**TEXT PROVIDED:**
South Korea Dog Cloning: SBRS Foundation Promises Accurate, Perfect Pet Replacement For $100,000
Dog cloning is now possible in South Korea. Sooam Biotech Research Foundation can now revive a dead dog for $100,000.
Sooam Biotech Research Foundation is an international acclaimed pet cloning facility. The company has run a progressing commercial business over the recent 10 years through catering to owners of dogs, who wish to have their pets forever.
The dog cloning facility has a client list that includes celebrities, princes and billionaires. They offer dog owners protection against grief and loss and grief through a cloning service that can accurately bring forth a perfect pet replacement, Phys.Org reported.
Sooam Biotech Research Foundation researcher and spokesman Wang Jae-Woong said that people have a very strong bond with their pets. Cloning pets, on the other hand, can provide a psychological alternative to the traditional method of just letting them go and keeping their memory.
The dog cloning laboratory uses the same technique that was used to clone Dolly the sheep in 1996. The process requires a dead dog's body to be put in the fridge and submitted to the facility. In five days, a mature cell from the dog can be successfully harvested.
Sooam Biotech Research Foundation, the dog cloning clinic, will copy the DNA and fused it with a donor egg that has been stripped off its original genetic material. The embryo is then implanted in a surrogate mother dog. Two months later, the cloned dog will be born as a new puppy, CTV News reported.

**DATA TO EXAMINE:**
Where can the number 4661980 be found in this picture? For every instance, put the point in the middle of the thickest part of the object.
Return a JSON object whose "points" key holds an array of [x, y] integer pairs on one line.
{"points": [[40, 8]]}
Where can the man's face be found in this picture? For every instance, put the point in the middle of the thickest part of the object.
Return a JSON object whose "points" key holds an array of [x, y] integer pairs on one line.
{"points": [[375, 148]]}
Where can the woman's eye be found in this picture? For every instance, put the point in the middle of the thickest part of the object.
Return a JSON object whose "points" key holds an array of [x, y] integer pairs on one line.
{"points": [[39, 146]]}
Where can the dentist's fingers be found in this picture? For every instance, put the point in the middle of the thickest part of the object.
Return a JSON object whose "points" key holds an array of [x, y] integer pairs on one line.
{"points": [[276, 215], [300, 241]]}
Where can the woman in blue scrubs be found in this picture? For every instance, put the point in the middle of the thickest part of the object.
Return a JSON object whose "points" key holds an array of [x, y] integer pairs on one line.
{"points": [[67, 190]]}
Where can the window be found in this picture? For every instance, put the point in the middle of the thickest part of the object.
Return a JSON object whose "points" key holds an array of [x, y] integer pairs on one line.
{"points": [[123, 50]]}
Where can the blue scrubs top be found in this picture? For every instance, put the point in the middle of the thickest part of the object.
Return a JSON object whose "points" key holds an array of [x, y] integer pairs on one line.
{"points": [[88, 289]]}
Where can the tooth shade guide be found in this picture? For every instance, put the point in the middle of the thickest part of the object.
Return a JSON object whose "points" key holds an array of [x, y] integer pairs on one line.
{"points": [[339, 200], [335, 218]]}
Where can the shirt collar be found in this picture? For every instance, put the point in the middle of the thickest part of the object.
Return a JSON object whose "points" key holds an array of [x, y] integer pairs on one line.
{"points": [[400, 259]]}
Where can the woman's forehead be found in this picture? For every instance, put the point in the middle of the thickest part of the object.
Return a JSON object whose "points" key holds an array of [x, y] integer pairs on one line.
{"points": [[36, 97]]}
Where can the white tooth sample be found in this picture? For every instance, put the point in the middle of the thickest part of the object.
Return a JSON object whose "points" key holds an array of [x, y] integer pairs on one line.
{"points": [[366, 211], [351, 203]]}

**TASKS FOR THIS EXERCISE:**
- A) In two sentences, what does the dog cloning article say?
- B) Can you write the next part of the article on South Korean dog cloning, picking up after its last paragraph?
The records have no connection to the text.

**RESPONSES FOR EACH TASK:**
- A) Sooam Biotech Research Foundation in South Korea offers to clone a dead dog for $100,000, a business it has run for the past 10 years for clients including celebrities, princes and billionaires. Using the technique that cloned Dolly the sheep, it harvests a cell from the refrigerated body, fuses the DNA with a donor egg stripped of its genetic material, and implants the embryo in a surrogate mother dog, which gives birth two months later.

- B)
The Sooam Biotech Research Foundation's moral and ethical foundations are put into question not just because of the controversy in cloning pets, but because of the founder Hwang Woo-Suk's past. In 2004 and 2005, a claim was published stating he has successfully derived stem cell lines from cloned human embryos which was proven to be a hoax.
The scandal revealed numerous ethical violations. In 2009, he served a two-year suspended prison sentence for embezzlement and bioethics violations. Hwang said that the only way to win the public's trust is by making a more genuine scientific breakthrough.
The dog cloning facility's creation of five clones of Trakr, the rescue dog that was found as the last survivor of the 9/11 World Trade Center tragedy, is its most publicized project. It also collaborated with other cloning facilities such as BioArts International.